### Stated goal
Pull out every line in the rows below that contains the word "pillow", and copy each one unchanged.
= = =
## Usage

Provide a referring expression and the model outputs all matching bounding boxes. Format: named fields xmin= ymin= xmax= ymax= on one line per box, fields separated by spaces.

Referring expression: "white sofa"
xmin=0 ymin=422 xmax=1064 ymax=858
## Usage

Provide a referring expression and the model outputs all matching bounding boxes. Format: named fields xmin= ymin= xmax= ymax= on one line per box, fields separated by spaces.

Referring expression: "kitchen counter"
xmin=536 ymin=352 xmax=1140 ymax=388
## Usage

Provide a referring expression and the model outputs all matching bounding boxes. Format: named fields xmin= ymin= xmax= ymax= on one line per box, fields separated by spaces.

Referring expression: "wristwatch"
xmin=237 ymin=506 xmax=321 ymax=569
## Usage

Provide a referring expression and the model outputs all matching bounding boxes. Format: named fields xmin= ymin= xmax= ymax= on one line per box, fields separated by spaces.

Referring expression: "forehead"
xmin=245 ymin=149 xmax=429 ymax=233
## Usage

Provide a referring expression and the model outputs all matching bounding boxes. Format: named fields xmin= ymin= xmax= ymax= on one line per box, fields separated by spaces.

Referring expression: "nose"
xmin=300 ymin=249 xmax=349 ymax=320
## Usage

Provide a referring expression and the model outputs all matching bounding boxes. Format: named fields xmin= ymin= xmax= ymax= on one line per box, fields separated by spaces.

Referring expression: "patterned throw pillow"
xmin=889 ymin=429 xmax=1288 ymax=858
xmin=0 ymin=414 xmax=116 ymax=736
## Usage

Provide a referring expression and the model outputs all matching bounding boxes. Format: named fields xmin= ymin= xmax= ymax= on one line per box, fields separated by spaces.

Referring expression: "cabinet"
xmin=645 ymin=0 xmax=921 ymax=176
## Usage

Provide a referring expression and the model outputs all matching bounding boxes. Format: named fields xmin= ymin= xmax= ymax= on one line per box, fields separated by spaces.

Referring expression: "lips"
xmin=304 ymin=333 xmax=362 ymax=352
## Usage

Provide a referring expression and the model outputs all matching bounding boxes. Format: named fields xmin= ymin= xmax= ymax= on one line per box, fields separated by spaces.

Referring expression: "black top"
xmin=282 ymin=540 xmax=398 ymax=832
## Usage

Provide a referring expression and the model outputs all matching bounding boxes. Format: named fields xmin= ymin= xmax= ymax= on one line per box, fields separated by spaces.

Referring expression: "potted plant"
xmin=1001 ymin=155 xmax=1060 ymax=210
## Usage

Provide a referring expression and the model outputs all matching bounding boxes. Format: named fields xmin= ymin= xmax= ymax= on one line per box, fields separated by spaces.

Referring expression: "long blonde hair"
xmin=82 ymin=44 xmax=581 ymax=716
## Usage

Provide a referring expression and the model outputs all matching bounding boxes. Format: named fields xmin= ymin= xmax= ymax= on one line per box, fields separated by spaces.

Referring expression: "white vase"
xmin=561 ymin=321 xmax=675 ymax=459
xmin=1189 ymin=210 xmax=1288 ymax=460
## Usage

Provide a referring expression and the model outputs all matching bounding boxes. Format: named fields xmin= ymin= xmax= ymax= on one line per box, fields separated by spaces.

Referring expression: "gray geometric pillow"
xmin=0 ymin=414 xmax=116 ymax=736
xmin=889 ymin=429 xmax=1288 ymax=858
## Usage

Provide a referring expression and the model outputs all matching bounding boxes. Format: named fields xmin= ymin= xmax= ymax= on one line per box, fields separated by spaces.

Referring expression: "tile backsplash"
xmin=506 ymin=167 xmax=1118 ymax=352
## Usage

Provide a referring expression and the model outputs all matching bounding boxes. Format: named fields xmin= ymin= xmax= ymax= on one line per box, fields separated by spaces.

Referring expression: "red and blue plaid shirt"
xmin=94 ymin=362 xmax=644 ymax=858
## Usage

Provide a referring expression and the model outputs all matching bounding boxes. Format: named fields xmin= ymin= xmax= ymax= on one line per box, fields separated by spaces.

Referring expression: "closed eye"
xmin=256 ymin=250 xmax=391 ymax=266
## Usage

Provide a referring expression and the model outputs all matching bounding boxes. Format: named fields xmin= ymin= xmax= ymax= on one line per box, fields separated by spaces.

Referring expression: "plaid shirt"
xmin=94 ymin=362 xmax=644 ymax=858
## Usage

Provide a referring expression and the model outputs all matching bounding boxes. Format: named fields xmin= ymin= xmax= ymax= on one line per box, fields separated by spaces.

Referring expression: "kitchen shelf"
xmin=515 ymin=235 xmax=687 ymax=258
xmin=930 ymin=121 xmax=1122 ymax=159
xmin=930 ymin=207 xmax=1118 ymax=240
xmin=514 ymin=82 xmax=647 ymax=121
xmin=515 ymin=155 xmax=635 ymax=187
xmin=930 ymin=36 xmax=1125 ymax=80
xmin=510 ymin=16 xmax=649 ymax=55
= = =
### Answer to this task
Referring expression: "patterned throw pillow"
Referring expression: "gray geometric pillow"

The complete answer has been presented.